**DOCUMENT SECTION**
Little display, packed with memories and fun stuff. Hoping your weekend, whether it's Passover or Easter or just a nice restful secular weekend, will be the same.
Margaret, a stitcher friend, gave me this all-cotton apron a while back, white, ready for any decoration. I dyed it a while ago with turmeric, random dye, and finally today I got around to altering it to give it pockets.
Just turned up the hem, using fusible web to stitch the sides, added in two more inner seams to make three pockets, then played with stencils.
A food related motif seemed about right, using marker. I may actually stitch those seams to reinforce them, too.
Hanging in the kitchen, here, showing how the three pockets work. Like a carpenter's apron. But in use, they don't flop open.
Today's golden rectangle drawing is from a golden age of drawing, a study I made this morning of Michelangelo's study of the head of a warrior.
I think he used red conte, and the head is one of a number of small studies on a single page. That's why it's facing left. If it were the main subject, it would more probably face right. But here it probably would be directing our attention to the center of the action. If you want to study it for yourself, go here
It's great practice, to teeter valiantly on the shoulders of this particular giant, and explore how he modeled the face and how the tilted angle affects the shadows and proportions. See how that invisible eyebrow juts out? and how the lip turns? and the bony ridge above the eye shows as a light area?
It's a good idea now and then, not too often, to copy a master drawing. It's like replaying a great chess match, where you can understand better the underpinnings, from having walked them yourself. Your own drawing, or chess, really improves from doing this sort of practice. Better to do it only occasionally so you don't lose confidence in doing your own original work.
I did this in 4B graphite stick, and rubbed with my fingers to soften and model the shapes, then lifted out areas with a kneaded eraser.
Today's drawing is a golden rectangle 8 x 5 in, of a couple of dieffenbachia, done in graphite and charcoal, shapes lifted out with kneaded eraser.
This technique is fun to try, if you haven't before. Just tape off the area of the drawing, then swipe your graphite stick or soft pencil back and forward to cover the entire area. Then lift out shapes by using the corner of a kneaded eraser like a pencil, just draw the shapes you want. Then a few touches of charcoal pencil to give a bit of definition here and there. This is a bit like reductive monotype making, and that's fun, too.

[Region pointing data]
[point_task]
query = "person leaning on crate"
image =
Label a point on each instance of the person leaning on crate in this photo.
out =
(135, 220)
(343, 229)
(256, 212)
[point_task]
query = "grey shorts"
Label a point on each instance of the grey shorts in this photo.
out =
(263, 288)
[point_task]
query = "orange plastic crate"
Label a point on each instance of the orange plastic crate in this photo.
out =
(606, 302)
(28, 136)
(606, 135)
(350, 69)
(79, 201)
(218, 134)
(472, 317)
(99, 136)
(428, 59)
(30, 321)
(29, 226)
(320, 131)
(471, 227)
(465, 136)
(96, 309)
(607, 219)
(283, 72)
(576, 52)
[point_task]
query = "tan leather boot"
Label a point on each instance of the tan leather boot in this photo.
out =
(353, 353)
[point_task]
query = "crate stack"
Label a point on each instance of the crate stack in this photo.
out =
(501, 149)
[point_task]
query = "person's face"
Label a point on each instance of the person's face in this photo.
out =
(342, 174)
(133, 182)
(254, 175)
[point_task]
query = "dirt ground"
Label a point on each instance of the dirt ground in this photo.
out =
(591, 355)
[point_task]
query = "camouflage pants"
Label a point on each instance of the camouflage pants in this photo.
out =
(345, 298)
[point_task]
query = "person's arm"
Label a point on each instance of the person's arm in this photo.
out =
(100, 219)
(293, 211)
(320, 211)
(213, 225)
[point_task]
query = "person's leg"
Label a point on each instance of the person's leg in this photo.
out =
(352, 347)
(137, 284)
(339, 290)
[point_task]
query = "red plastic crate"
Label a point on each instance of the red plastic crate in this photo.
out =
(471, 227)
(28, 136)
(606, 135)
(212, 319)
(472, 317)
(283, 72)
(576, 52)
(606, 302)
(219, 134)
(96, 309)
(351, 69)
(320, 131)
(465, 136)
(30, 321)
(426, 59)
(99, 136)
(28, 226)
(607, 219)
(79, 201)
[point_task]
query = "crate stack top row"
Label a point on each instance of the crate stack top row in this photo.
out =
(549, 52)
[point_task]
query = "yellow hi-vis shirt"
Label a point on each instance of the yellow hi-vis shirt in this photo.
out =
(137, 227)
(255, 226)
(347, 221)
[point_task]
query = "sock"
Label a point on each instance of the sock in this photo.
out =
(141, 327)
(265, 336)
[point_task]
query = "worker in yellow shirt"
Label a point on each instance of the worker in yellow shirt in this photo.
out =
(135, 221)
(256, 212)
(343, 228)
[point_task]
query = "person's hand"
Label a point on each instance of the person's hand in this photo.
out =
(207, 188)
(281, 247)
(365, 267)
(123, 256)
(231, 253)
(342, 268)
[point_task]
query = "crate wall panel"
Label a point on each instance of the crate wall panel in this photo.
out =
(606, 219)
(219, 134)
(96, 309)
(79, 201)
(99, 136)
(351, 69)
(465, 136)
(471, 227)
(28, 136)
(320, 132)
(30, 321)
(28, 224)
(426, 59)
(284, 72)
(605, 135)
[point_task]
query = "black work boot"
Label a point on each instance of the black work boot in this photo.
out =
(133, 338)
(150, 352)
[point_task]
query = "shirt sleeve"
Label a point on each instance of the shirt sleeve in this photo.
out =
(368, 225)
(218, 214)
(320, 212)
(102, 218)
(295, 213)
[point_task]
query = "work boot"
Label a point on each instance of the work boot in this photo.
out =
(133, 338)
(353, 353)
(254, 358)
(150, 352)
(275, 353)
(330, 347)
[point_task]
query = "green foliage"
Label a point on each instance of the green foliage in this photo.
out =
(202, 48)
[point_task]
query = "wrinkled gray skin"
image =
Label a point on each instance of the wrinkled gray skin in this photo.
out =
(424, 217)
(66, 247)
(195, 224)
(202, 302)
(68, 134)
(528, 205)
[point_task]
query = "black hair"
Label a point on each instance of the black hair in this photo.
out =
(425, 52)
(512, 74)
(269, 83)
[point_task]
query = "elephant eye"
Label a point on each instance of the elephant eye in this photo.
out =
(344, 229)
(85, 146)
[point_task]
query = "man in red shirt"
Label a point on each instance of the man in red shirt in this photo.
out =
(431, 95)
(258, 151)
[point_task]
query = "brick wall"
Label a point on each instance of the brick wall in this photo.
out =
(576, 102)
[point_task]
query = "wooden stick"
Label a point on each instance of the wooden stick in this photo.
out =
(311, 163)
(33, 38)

**ASSIGNED TASK 1**
Answer these questions using the apron and drawing post:
(a) What did the writer use to dye the apron?
(b) What medium does the writer think Michelangelo used for the warrior head study?
(c) What are the dimensions of the dieffenbachia drawing?
**ASSIGNED TASK 2**
Write a continuation of the apron and drawing post, beginning right after its final sentence.

**ANSWER SPACE 1**
(a) Turmeric
(b) Red conte
(c) 8 x 5 in

**ANSWER SPACE 2**
And, as always, don't use a photograph. That will guarantee any drawing will be dead on arrival. Go from the actual model, in this case a giant dieffenbachia rescued years ago from the dumpster by a neighbor and brought to me, since he thinks I'm the local EMT for plants in distress. I had to do radical surgery on the original, to result in three flourishing plants.
After the excitement of the last few days of weather and other events, it was so great to find this in my mailbox today:
Total surprise, three wonderful art cards from the CQteers, the group in which I have honorary membership. Largely because they meet about a thousand miles away from me. It's the least labor intensive of all the artist groups I'm in, and as you see, they are great fiber and collage artists.
Such a treat. I think I really have to frame this collection. But first I have to handle the pieces and look on the back for the good wishes as well as the front for the art.
Big group for last evening's meeting of the Plainsboro Artist Group, and the usual wide range of art shown. This is a knowledgeable group, and you never go home without learning a thing or two! So here's a random showing of artists wearing their art, and showing it, too. Works in progress, asking for feedback, completed works ready to enjoy, this is a lively group. You'll see oils, pastels, charcoal, acrylic, poured work, knife painting, watercolor, collage and mixed media.
They were not posing for pictures, but deep in discussion of techniques, advice, planning, and you can see their intensity!